§ **Required work**
Reproduce the entries exactly, but keep the pictures out of the copy.
----
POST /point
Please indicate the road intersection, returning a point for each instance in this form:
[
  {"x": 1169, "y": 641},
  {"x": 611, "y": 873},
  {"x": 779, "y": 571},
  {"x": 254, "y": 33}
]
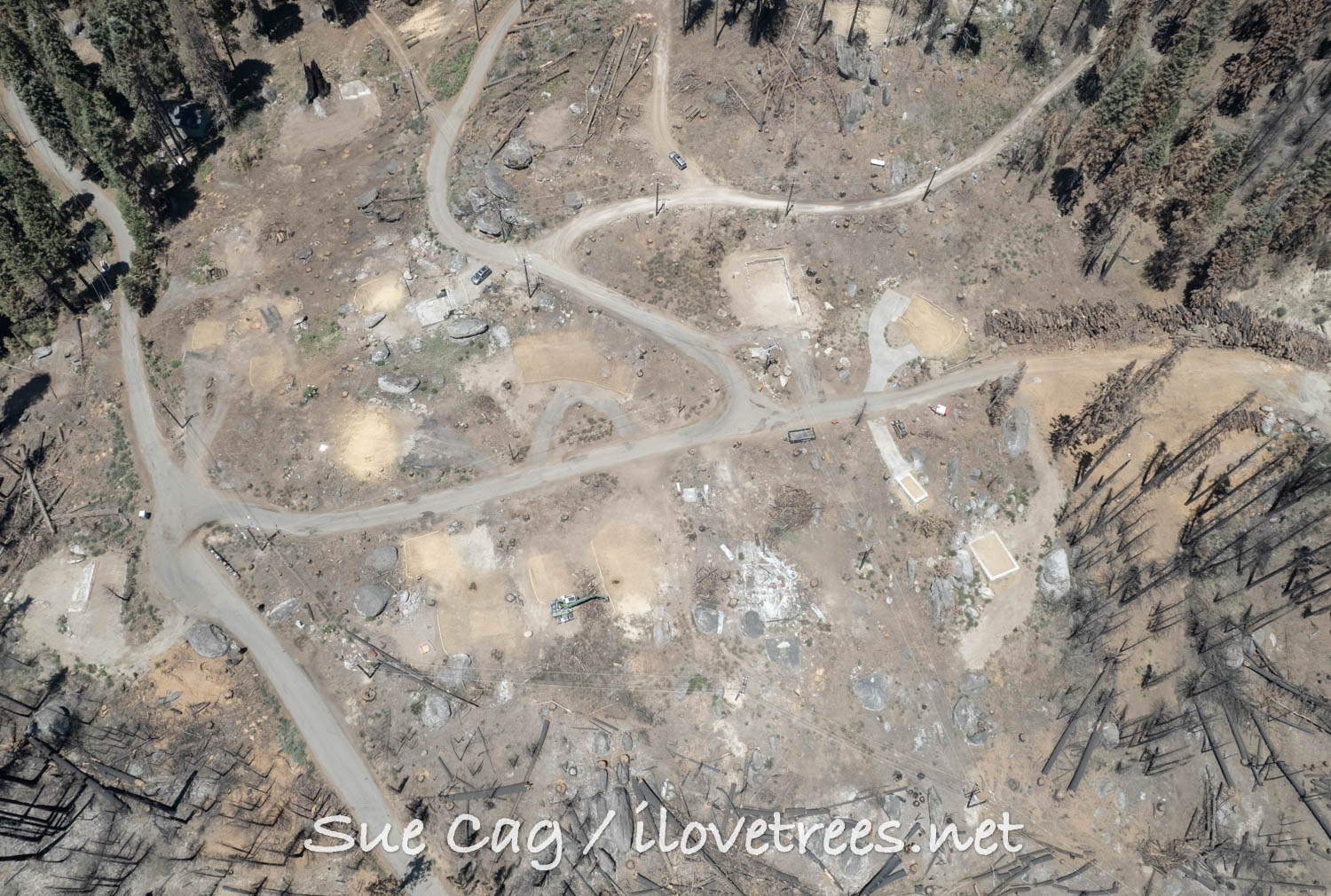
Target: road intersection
----
§ **Response to the task**
POST /point
Please indicate the road intersection, returning a point for each instance in this form:
[
  {"x": 1169, "y": 641},
  {"x": 611, "y": 873},
  {"x": 779, "y": 571},
  {"x": 254, "y": 33}
]
Target: road intersection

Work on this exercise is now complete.